What is expected
Select and copy out every line in the records containing "horizon".

Given information
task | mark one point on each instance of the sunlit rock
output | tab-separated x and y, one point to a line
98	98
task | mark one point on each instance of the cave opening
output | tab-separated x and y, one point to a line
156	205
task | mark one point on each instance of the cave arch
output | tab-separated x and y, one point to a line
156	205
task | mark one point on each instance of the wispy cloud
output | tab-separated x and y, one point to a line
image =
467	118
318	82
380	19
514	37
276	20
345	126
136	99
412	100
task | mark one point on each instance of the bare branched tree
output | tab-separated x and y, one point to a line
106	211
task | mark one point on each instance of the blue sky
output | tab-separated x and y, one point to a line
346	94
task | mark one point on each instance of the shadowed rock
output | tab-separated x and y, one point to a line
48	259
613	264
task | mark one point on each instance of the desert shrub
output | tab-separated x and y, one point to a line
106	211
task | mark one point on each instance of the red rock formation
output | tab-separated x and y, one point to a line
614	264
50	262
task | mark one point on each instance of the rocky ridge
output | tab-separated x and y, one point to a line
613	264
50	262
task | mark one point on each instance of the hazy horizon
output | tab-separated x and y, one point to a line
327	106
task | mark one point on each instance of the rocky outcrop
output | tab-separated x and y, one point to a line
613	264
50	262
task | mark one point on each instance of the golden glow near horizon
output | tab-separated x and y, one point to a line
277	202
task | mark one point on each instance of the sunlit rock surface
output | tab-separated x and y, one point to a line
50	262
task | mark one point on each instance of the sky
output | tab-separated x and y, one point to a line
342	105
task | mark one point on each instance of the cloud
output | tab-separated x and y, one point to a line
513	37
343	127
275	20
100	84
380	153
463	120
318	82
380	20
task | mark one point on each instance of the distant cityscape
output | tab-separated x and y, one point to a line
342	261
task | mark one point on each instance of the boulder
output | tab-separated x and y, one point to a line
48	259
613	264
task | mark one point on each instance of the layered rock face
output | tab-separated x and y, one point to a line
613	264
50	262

Problem solution
task | mark one point on each instance of the hazy horizon
task | mark one point on each instance of the golden glow near horizon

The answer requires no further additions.